▶ _YOUR TASK_: Pull out every line below that contains the word "dark" and copy each one in full.

>> start

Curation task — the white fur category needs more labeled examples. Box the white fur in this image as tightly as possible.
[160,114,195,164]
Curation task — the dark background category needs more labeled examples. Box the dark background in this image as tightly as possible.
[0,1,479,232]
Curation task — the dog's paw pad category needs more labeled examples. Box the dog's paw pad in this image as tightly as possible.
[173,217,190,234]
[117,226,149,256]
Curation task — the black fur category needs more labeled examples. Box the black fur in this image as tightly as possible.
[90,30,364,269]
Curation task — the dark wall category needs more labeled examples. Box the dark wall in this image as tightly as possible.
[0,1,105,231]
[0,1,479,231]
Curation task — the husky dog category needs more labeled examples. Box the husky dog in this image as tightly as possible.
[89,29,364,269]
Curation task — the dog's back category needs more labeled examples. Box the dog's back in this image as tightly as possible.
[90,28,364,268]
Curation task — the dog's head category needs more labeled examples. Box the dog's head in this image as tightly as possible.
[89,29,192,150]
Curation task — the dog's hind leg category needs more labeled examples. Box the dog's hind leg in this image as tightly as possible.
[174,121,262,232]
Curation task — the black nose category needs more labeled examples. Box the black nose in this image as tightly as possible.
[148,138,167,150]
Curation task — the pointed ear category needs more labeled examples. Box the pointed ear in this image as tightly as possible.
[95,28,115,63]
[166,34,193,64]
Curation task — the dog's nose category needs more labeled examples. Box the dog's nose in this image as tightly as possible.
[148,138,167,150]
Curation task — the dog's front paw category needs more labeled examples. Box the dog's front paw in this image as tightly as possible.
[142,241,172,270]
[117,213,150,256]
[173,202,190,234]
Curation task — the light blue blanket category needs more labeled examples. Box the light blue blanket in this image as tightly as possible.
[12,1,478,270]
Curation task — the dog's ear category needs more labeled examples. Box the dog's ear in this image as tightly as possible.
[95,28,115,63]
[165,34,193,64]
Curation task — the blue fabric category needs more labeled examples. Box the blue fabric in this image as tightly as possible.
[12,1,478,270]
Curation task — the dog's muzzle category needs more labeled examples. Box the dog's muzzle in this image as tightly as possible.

>> end

▶ _EXERCISE OUTPUT_:
Curation task — the dark background category needs more labeled examples. Box the dark background in this image as tightly as possible.
Curation task — the dark wall category needs more labeled examples. Box the dark wall in this image as tightly as possible.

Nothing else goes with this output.